Region labeling items:
• • • • • • •
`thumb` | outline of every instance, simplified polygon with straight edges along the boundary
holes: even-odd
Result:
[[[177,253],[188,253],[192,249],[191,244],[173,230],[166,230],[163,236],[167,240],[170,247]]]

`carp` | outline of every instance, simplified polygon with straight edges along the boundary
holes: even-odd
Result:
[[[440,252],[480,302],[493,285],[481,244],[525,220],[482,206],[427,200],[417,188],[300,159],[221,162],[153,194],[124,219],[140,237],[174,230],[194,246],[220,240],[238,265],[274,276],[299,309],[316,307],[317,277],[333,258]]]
• • • • • • •
*Instruction*
Output the lines above as a JSON list of strings, with one string for each line and no blank lines.

*Solution to this task*
[
  "`thumb` | outline of every instance, simplified polygon with straight edges along the boundary",
  "holes: even-odd",
  "Result:",
  "[[[177,253],[188,253],[192,249],[191,244],[173,230],[166,230],[163,236],[167,240],[170,247]]]",
  "`carp` | outline of every instance, simplified polygon with straight edges along the boundary",
  "holes: even-odd",
  "Result:",
  "[[[440,252],[480,302],[493,285],[481,244],[525,220],[482,206],[427,200],[417,188],[300,159],[221,162],[153,194],[124,219],[140,237],[174,230],[194,246],[220,240],[238,265],[274,276],[299,309],[316,307],[317,277],[333,258]]]"
]